• SELECTED PASSAGE:
Chapter 2: Worksheet 3 Jack K. Cohen Colorado School of Mines

Function Composition, Limits, Continuity

Suggested Problems Section 2.4: 2, 6, 8, 22, 26

Recognizing complicated functions as compositions of simpler functions will be important later in this course. For example if h(x) = sin(cos x), we may introduce u = cos x and write h in the simpler form h(x) = sin u. This is equivalent to writing h(x) = f (g(x)), where u = g(x) = cos x and f (x) = sin x. Introduce a useful decomposition for each of the following functions, h(x) using both the u notation and the f, g notation.
1. sin x³ Note: this notation is common, but perhaps misleading—remember that it means sin(x³), not the function below in part (b).
2. sin³x Note: this common notation for powers of trigonometric functions is misleading! It often helps to rewrite such expressions in unambiguous notation as (sin x)³.
3. 3^sin x
4. sin(x³ + 3)

• ENTRIES SUPPLIED:
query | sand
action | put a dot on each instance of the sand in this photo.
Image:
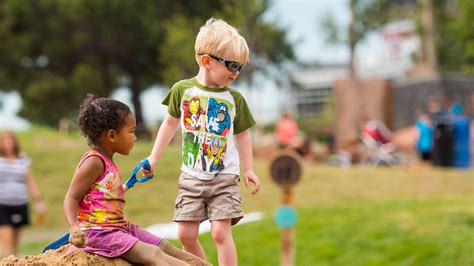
(62, 257)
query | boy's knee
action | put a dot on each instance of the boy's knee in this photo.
(186, 238)
(219, 236)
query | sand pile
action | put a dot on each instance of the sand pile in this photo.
(62, 257)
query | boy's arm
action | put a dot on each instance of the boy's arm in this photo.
(163, 138)
(244, 144)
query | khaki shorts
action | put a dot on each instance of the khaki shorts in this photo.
(216, 199)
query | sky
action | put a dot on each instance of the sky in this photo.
(302, 19)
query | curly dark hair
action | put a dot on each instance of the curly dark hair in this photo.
(97, 115)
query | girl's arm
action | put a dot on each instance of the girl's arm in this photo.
(163, 138)
(85, 175)
(244, 144)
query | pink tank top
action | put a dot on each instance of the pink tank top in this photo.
(103, 204)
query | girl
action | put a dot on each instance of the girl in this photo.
(94, 203)
(15, 177)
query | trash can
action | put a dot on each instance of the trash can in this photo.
(443, 149)
(461, 140)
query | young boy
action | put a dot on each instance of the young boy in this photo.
(214, 119)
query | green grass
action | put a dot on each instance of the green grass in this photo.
(346, 216)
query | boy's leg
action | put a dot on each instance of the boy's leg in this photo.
(150, 255)
(221, 231)
(188, 232)
(173, 251)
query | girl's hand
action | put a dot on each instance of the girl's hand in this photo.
(251, 177)
(77, 237)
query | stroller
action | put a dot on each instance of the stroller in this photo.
(379, 150)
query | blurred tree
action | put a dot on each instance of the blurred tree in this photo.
(53, 52)
(455, 35)
(366, 16)
(447, 45)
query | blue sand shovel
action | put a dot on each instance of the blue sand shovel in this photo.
(64, 239)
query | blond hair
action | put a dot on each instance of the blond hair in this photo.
(217, 37)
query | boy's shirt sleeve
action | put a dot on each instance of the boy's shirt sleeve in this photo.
(243, 117)
(173, 100)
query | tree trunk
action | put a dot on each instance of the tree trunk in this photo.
(352, 43)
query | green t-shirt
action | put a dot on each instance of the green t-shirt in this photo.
(209, 118)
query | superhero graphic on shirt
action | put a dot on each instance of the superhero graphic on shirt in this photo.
(214, 155)
(193, 115)
(218, 118)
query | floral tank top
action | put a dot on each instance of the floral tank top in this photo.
(103, 204)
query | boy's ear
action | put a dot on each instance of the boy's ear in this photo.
(111, 135)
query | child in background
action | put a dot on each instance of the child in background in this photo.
(214, 120)
(94, 203)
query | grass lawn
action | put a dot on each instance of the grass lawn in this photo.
(346, 216)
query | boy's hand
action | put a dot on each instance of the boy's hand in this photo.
(251, 177)
(152, 162)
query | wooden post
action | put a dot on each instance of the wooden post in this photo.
(285, 170)
(287, 257)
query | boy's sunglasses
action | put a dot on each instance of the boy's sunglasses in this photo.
(231, 65)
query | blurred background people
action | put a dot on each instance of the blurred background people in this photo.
(286, 130)
(15, 180)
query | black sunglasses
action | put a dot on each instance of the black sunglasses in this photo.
(231, 65)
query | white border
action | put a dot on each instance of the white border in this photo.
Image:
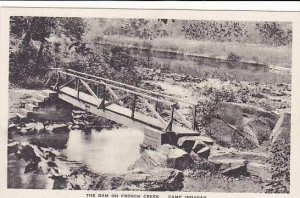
(183, 14)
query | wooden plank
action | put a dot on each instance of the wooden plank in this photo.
(122, 89)
(116, 100)
(89, 89)
(67, 83)
(114, 95)
(182, 118)
(134, 88)
(152, 109)
(118, 113)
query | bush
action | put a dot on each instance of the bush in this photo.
(233, 58)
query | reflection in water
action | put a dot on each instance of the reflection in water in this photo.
(17, 178)
(108, 151)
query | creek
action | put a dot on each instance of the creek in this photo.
(105, 151)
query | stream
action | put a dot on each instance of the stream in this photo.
(105, 151)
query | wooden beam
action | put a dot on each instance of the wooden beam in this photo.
(50, 77)
(116, 100)
(114, 94)
(133, 106)
(122, 89)
(67, 83)
(182, 118)
(89, 89)
(134, 88)
(152, 109)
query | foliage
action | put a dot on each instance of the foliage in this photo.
(272, 33)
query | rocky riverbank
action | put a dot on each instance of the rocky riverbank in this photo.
(240, 117)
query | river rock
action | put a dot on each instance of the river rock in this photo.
(186, 143)
(236, 171)
(12, 128)
(241, 126)
(150, 159)
(23, 131)
(13, 147)
(39, 127)
(158, 179)
(204, 152)
(165, 149)
(178, 159)
(57, 128)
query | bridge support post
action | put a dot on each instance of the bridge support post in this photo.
(77, 87)
(133, 106)
(194, 118)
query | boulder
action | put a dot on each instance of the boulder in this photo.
(13, 147)
(169, 138)
(204, 152)
(158, 179)
(198, 146)
(236, 171)
(29, 127)
(165, 149)
(23, 131)
(12, 128)
(186, 143)
(241, 126)
(150, 159)
(39, 127)
(57, 128)
(178, 159)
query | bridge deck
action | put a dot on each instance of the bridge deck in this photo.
(116, 112)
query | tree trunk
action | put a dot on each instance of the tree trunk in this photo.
(40, 55)
(27, 36)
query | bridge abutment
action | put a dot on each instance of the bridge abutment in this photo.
(46, 106)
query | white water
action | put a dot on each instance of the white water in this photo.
(107, 151)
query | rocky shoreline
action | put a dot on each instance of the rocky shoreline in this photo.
(240, 150)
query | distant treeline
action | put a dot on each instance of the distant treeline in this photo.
(37, 43)
(269, 33)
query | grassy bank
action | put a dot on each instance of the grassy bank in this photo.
(278, 56)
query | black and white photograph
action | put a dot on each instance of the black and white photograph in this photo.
(149, 104)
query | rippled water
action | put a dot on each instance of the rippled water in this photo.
(105, 151)
(108, 151)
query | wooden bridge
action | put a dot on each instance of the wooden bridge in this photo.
(131, 106)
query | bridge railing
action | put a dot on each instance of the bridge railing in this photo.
(106, 94)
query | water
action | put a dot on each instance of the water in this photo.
(108, 151)
(105, 151)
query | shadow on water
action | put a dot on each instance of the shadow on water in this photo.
(105, 151)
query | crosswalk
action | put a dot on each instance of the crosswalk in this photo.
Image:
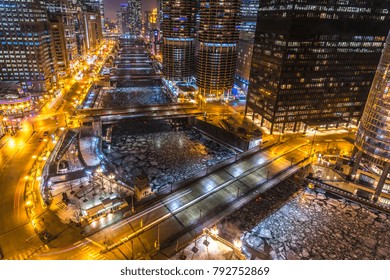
(28, 254)
(87, 252)
(61, 205)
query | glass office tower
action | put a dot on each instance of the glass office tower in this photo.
(373, 136)
(25, 45)
(178, 27)
(217, 51)
(314, 61)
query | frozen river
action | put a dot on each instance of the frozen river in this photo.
(166, 151)
(290, 223)
(133, 96)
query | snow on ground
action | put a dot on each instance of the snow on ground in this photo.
(131, 96)
(167, 152)
(290, 223)
(88, 149)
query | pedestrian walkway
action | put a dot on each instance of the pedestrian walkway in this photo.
(88, 253)
(29, 254)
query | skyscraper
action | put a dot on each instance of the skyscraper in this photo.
(62, 17)
(135, 20)
(247, 37)
(123, 18)
(217, 50)
(25, 45)
(178, 27)
(373, 136)
(314, 61)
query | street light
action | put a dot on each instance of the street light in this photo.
(111, 177)
(312, 142)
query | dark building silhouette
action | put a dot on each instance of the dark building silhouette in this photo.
(178, 27)
(217, 49)
(373, 136)
(314, 61)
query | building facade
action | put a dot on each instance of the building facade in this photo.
(62, 17)
(314, 61)
(178, 27)
(373, 136)
(25, 45)
(218, 37)
(135, 17)
(123, 18)
(245, 45)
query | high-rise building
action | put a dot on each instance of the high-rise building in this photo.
(218, 37)
(245, 45)
(373, 136)
(123, 18)
(62, 17)
(314, 61)
(178, 27)
(25, 48)
(135, 20)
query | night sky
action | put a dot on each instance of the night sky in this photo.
(111, 6)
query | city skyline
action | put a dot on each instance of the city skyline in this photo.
(209, 130)
(112, 6)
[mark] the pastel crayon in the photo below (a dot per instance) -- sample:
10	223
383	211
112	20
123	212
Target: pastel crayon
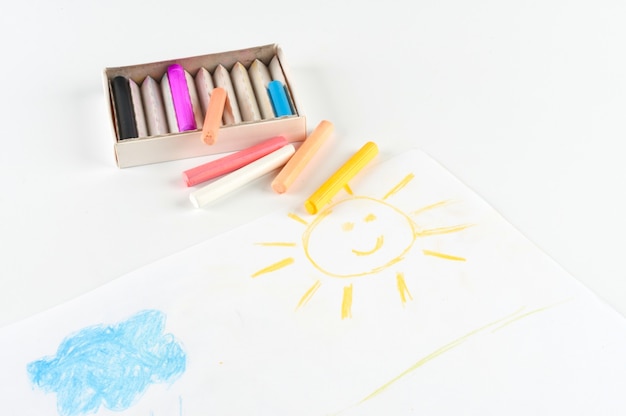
278	97
140	118
154	109
124	112
277	74
242	176
232	162
301	158
246	99
221	78
180	98
198	115
168	104
213	117
341	177
204	86
260	77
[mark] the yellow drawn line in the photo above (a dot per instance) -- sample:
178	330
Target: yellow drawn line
346	303
297	218
309	294
400	185
276	244
429	207
379	244
443	255
402	288
273	267
442	230
370	218
517	318
500	323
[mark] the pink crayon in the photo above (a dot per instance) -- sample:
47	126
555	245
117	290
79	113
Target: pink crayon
232	162
181	98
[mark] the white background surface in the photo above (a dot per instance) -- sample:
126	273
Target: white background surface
524	101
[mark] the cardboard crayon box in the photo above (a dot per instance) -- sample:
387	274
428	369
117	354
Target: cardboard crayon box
234	136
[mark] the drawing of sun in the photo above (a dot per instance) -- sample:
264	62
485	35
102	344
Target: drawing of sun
361	236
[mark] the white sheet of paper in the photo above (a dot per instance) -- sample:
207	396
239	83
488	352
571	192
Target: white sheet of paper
409	295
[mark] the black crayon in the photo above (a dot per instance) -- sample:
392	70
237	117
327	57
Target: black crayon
124	111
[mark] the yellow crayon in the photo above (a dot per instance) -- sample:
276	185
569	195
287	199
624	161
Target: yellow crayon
341	178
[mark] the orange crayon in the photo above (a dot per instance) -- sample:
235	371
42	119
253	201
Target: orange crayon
303	155
213	118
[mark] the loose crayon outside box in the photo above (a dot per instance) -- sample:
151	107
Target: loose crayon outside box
173	146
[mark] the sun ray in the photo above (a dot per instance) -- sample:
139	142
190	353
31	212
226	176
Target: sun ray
431	206
399	185
443	255
402	288
379	244
276	244
297	218
346	303
309	294
442	230
276	266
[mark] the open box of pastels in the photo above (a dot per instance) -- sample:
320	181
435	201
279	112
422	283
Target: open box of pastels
243	73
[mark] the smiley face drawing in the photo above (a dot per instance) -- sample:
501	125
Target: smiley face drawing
378	234
358	237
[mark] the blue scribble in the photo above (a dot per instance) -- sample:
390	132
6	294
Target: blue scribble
110	366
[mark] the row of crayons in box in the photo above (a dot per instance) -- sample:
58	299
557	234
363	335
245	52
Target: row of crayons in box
233	171
179	100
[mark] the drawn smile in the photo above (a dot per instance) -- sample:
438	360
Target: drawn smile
379	244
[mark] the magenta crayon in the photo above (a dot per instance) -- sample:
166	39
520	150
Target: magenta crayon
232	162
181	98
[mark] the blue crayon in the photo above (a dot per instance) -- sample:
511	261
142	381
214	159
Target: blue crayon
278	97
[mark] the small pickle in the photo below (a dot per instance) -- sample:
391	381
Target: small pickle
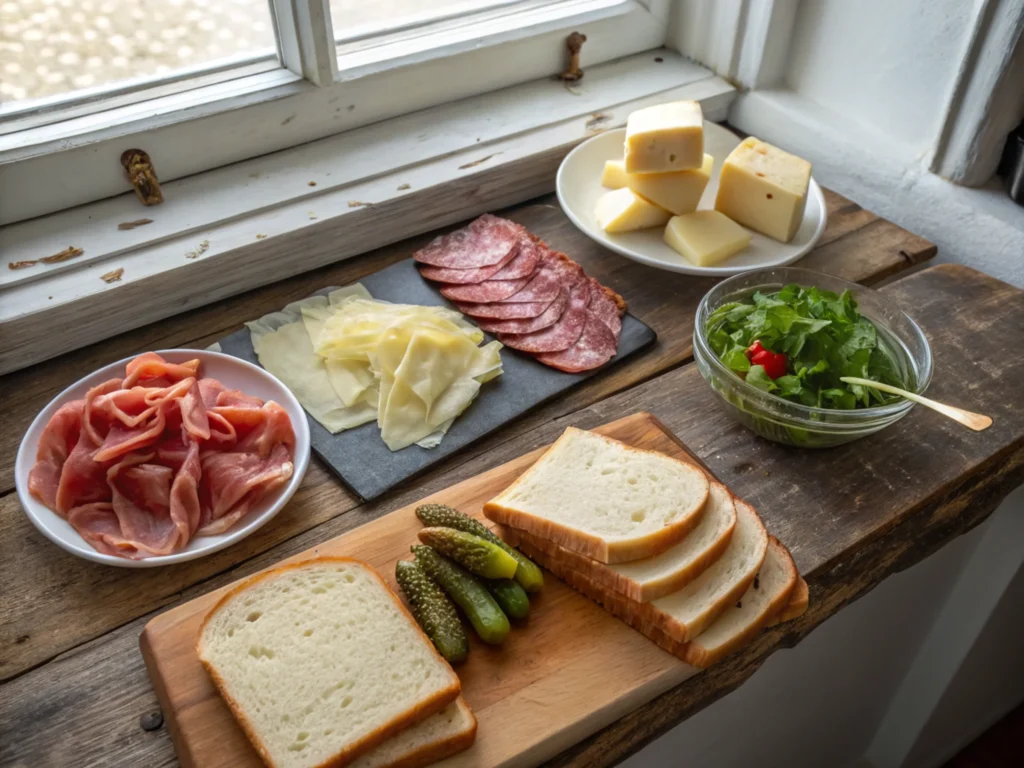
476	555
433	610
511	596
467	592
527	573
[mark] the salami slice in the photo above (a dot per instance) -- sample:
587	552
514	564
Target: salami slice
526	260
605	307
554	272
560	336
480	273
527	325
502	310
484	293
482	243
595	346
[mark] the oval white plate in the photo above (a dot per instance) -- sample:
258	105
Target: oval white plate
235	374
579	186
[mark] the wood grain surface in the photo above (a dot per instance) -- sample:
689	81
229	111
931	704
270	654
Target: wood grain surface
41	624
76	683
532	696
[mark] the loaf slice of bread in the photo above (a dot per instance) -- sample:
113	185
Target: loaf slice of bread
439	736
797	606
766	597
320	663
683	614
656	577
604	499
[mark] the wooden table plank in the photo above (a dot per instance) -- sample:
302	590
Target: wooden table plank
937	481
54	601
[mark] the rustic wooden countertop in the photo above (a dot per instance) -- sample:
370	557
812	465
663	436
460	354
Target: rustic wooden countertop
75	690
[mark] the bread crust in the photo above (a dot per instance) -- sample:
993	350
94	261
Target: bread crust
431	753
797	606
587	544
423	710
699	656
690	652
610	579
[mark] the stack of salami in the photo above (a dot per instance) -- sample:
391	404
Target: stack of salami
530	297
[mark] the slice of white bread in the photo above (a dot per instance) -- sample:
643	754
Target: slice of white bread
656	577
683	614
797	606
320	663
604	499
766	597
441	735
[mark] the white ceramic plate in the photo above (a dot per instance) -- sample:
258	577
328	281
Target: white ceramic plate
579	186
235	374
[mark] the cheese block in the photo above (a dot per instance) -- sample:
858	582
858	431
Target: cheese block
614	175
706	238
765	188
678	192
665	137
624	211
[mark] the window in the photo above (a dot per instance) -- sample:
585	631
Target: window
200	85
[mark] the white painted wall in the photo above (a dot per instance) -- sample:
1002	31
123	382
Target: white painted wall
887	65
822	702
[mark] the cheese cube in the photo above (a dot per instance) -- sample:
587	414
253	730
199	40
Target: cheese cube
764	188
666	137
614	174
706	238
678	192
624	211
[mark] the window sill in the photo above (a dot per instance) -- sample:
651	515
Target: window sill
236	228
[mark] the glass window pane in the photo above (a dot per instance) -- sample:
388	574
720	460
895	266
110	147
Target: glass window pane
57	47
357	17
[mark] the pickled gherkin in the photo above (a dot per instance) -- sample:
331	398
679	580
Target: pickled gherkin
527	573
511	596
466	591
475	554
432	609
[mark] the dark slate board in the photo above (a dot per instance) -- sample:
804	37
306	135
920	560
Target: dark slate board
359	457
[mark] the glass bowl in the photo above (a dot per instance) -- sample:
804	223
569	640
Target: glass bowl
793	423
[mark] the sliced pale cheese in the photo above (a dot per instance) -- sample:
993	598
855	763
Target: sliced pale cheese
614	175
765	188
706	238
350	358
665	137
678	192
623	211
283	346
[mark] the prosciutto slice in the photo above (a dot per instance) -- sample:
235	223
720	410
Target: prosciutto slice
143	464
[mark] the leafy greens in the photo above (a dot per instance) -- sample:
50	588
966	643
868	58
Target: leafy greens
823	337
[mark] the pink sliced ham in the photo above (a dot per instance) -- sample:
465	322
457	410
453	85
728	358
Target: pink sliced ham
484	242
143	464
562	334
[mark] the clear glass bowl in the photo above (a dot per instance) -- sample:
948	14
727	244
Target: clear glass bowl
793	423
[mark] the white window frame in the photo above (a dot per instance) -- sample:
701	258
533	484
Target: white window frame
315	94
395	170
748	41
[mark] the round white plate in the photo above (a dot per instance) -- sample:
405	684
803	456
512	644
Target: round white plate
235	374
579	186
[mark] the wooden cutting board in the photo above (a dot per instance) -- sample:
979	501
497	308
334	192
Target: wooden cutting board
571	670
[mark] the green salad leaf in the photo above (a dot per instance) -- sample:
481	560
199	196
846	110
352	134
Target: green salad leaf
823	337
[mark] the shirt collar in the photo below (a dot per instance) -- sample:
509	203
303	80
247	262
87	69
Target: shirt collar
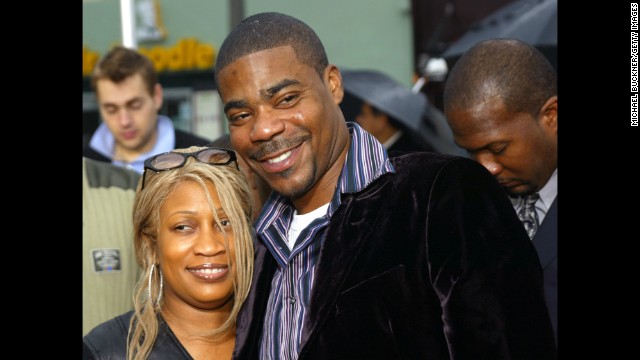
549	190
102	141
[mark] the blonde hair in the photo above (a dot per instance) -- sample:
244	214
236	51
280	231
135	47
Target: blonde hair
235	199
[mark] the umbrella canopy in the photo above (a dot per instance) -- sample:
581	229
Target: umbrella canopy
532	21
386	94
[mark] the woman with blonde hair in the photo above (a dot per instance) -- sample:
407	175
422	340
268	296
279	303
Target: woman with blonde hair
194	242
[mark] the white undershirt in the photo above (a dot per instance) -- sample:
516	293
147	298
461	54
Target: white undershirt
300	222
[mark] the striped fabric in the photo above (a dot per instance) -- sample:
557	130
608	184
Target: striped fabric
293	281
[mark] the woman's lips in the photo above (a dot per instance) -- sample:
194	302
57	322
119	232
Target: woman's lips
210	272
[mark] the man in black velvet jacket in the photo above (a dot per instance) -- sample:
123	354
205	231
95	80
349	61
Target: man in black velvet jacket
362	256
501	102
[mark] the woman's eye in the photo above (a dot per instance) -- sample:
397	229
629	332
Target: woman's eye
226	224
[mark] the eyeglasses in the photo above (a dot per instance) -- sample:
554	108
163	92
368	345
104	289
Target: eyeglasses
173	160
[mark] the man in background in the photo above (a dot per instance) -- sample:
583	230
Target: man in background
129	97
501	102
109	268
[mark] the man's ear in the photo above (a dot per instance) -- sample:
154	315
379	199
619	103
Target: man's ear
549	114
334	79
158	96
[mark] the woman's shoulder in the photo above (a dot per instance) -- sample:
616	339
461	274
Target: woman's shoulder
109	339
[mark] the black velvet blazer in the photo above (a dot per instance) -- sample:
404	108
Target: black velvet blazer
428	263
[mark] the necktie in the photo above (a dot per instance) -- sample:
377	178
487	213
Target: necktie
528	215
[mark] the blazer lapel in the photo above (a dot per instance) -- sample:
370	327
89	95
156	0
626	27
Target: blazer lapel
338	253
251	317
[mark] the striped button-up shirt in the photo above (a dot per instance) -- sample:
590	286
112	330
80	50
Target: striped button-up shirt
293	281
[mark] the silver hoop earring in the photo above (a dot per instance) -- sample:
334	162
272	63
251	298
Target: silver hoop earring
157	302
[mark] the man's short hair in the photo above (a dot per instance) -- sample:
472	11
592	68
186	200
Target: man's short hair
121	63
269	30
513	70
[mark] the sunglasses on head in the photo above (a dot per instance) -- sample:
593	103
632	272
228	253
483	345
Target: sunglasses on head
173	160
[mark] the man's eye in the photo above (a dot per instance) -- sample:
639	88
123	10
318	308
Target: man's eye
498	150
288	99
135	105
238	117
110	109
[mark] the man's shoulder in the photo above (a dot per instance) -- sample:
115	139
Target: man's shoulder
185	139
427	167
427	161
110	337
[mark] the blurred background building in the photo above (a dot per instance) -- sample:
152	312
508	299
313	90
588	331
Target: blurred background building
403	38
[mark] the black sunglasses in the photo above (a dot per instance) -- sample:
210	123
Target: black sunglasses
172	160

• SET TASK 1:
Translate this sentence from the function composition worksheet into Spanish: "Recognizing complicated functions as compositions of simpler functions will be important later in this course."
• SET TASK 2:
Reproduce the function composition worksheet between "Recognizing complicated functions" and "f, g notation.", inclusive.

• CORRECT OUTPUT 1:
Reconocer funciones complicadas como composiciones de funciones más simples será importante más adelante en este curso.

• CORRECT OUTPUT 2:
Recognizing complicated functions as compositions of simpler functions will be important later in this course. For example if h(x) = sin(cos x), we may introduce u = cos x and write h in the simpler form h(x) = sin u. This is equivalent to writing h(x) = f (g(x)), where u = g(x) = cos x and f (x) = sin x. Introduce a useful decomposition for each of the following functions, h(x) using both the u notation and the f, g notation.